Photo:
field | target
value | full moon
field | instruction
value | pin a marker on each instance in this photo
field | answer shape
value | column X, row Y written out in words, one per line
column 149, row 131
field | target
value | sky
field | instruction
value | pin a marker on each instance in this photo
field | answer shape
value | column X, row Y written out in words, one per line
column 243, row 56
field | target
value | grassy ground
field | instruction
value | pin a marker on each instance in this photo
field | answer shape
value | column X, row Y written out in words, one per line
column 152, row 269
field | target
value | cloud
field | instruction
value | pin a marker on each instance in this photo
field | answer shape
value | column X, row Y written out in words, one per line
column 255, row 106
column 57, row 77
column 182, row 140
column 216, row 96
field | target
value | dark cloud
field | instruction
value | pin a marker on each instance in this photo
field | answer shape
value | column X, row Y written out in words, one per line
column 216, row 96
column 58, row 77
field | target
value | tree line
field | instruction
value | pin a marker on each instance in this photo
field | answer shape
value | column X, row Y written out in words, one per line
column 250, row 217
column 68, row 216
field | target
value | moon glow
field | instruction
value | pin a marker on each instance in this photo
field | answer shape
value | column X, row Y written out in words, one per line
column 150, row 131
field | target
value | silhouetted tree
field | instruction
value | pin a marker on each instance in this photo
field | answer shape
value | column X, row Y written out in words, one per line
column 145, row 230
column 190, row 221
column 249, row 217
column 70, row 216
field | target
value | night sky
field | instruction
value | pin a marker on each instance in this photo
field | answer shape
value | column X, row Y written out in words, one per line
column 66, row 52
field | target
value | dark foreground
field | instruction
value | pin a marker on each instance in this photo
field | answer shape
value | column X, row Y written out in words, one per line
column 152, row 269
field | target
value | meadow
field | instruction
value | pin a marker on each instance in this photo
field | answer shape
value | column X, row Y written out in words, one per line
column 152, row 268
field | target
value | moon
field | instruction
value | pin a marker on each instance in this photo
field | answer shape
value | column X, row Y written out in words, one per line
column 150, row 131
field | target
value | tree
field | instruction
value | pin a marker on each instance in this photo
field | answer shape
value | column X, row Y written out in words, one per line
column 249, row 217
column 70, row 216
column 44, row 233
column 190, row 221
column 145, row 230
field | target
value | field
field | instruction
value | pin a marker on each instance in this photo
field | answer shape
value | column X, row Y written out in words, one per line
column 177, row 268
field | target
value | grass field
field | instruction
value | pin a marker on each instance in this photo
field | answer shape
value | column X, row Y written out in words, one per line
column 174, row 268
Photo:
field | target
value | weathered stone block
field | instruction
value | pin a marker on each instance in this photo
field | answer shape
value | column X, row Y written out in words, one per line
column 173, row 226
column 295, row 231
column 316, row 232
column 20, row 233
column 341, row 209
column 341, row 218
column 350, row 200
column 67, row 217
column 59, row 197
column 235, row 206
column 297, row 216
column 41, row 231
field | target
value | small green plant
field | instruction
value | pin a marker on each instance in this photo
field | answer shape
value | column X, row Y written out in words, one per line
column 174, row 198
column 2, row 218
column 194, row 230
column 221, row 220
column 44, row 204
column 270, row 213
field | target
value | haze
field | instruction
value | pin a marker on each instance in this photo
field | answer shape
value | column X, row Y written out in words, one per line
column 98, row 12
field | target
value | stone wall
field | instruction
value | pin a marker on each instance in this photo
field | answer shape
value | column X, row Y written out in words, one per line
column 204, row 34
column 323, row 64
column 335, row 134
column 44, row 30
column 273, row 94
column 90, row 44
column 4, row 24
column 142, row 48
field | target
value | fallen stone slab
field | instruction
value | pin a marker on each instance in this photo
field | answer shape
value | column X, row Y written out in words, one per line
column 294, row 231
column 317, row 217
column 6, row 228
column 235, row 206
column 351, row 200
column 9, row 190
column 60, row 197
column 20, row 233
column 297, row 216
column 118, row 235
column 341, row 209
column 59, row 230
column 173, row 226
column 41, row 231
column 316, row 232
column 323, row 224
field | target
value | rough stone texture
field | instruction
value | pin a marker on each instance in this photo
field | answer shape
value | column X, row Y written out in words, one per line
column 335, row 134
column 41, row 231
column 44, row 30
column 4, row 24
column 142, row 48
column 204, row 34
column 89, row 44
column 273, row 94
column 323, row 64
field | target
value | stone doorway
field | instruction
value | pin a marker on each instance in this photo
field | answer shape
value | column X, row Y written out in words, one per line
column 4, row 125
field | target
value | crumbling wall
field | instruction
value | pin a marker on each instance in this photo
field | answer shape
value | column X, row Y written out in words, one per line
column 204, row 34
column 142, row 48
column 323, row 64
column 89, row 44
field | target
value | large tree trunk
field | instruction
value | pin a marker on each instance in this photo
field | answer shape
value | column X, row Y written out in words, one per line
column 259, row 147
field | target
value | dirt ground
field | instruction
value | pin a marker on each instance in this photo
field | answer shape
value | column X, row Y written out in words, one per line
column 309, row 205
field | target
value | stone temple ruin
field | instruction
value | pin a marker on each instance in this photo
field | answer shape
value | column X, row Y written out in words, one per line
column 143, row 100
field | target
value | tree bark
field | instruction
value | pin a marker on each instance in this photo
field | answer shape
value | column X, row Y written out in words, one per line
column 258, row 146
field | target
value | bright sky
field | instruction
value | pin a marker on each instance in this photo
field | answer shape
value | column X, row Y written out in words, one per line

--- What is being asked ---
Each line in the material above must be retyped without alteration.

--- Solution to the exercise ---
Photo:
field | target
value | full moon
field | instruction
value | pin a marker on each instance in this photo
field | answer shape
value | column X, row Y written out in words, one per line
column 149, row 131
field | target
value | sky
field | instruction
value | pin a marker on each instance in this photo
field | answer shape
value | column X, row Y written out in words, one per line
column 243, row 56
field | target
value | grassy ground
field | instruction
value | pin a marker on each instance in this photo
field | answer shape
value | column X, row Y written out in words, one per line
column 152, row 269
field | target
value | cloud
field | instruction
value | pin a marker on each instance in this photo
field | answer shape
value | column X, row Y written out in words, one per line
column 255, row 106
column 57, row 77
column 182, row 140
column 216, row 96
field | target
value | dark cloud
field | instruction
value | pin a marker on each instance in this photo
field | answer shape
value | column X, row Y written out in words, one per line
column 216, row 96
column 58, row 77
field | target
value | tree line
field | instruction
value | pin a marker on each instance in this photo
field | answer shape
value | column X, row Y written out in words, one per line
column 250, row 217
column 68, row 216
field | target
value | moon glow
field | instruction
value | pin a marker on each instance in this photo
field | answer shape
value | column X, row Y written out in words, one per line
column 150, row 131
field | target
value | silhouetted tree
field | instruction
value | pin a marker on each instance in this photo
field | answer shape
value | column X, row Y written out in words, one per line
column 145, row 230
column 190, row 221
column 249, row 217
column 70, row 216
field | target
value | night sky
field | instruction
value | pin a marker on each instance in this photo
field | answer shape
value | column X, row Y written out in words, one per line
column 66, row 52
field | target
value | dark foreground
field | instruction
value | pin a marker on each instance in this photo
field | answer shape
value | column X, row Y written out in words, one per line
column 152, row 269
field | target
value | meadow
field | instruction
value | pin a marker on each instance in this photo
field | answer shape
value | column X, row Y written out in words, one per line
column 152, row 268
field | target
value | moon
field | instruction
value | pin a marker on each instance in this photo
field | answer shape
value | column X, row Y written out in words, one per line
column 150, row 131
field | target
value | tree
field | instruction
value | pin a marker on each instance in this photo
field | answer shape
value | column X, row Y written out in words, one per line
column 249, row 217
column 70, row 216
column 44, row 233
column 190, row 221
column 145, row 230
field | target
value | field
field | instruction
value | pin a marker on each instance in this photo
field | answer shape
value | column X, row Y written out in words, one per line
column 177, row 268
field | target
value | grass field
field | instruction
value | pin a marker on each instance in this photo
field | answer shape
value | column X, row Y written out in words, one per line
column 174, row 268
Photo:
field | target
value | weathered stone block
field | instruction
value | pin a marker on each instance in this photo
field | answer shape
value | column X, row Y written out in words, one per line
column 173, row 226
column 295, row 231
column 316, row 232
column 20, row 233
column 341, row 209
column 341, row 218
column 350, row 200
column 67, row 217
column 59, row 197
column 235, row 206
column 297, row 216
column 41, row 231
field | target
value | small green plant
field | instruction
value | pin a marker on each instance in this photo
field | answer shape
value | column X, row Y written out in words, one per line
column 174, row 198
column 2, row 218
column 194, row 230
column 221, row 220
column 44, row 204
column 270, row 213
field | target
value | haze
field | instruction
value | pin a marker on each instance in this photo
field | answer shape
value | column X, row Y written out in words, one per line
column 98, row 12
field | target
value | stone wall
field | instruction
value | pin a marker on each instance in this photo
field | answer shape
value | column X, row Y written out in words, one per line
column 204, row 34
column 323, row 64
column 335, row 134
column 44, row 30
column 273, row 94
column 90, row 44
column 4, row 24
column 142, row 48
field | target
value | fallen stone slab
field | instruction
value | pin a marker on each instance in this photo
field | answer shape
value | column X, row Y written out in words, one per line
column 294, row 231
column 317, row 217
column 6, row 228
column 235, row 206
column 351, row 200
column 9, row 190
column 60, row 197
column 20, row 233
column 297, row 216
column 118, row 235
column 341, row 209
column 59, row 230
column 173, row 226
column 41, row 231
column 316, row 232
column 323, row 224
field | target
value | rough stone texture
field | instruction
value | pin a marker on each instance in this photo
field | answer shape
value | column X, row Y written out in words, one per line
column 335, row 134
column 41, row 231
column 44, row 30
column 4, row 24
column 142, row 48
column 204, row 34
column 89, row 44
column 273, row 94
column 323, row 64
field | target
value | stone doorway
field | instruction
value | pin a marker on each instance in this photo
field | answer shape
value | column X, row Y written out in words, one per line
column 4, row 125
field | target
value | crumbling wall
field | instruction
value | pin a marker on each instance in this photo
field | answer shape
value | column X, row Y written out in words, one per line
column 204, row 34
column 142, row 48
column 323, row 64
column 89, row 44
field | target
value | large tree trunk
field | instruction
value | pin a marker on each instance in this photo
field | answer shape
value | column X, row Y written out in words, one per line
column 259, row 147
field | target
value | dirt ground
field | instruction
value | pin a marker on each instance in this photo
field | answer shape
value | column X, row Y written out in words, one per line
column 309, row 205
field | target
value | stone temple ruin
field | instruction
value | pin a marker on each instance in this photo
field | answer shape
value | column X, row Y written out in words, one per line
column 143, row 100
field | target
value | tree bark
field | instruction
value | pin a marker on each instance in this photo
field | answer shape
value | column X, row Y written out in words, one per line
column 258, row 146
field | target
value | bright sky
field | instruction
value | pin a marker on each instance in this photo
field | answer shape
value | column X, row Y written out in words, one per line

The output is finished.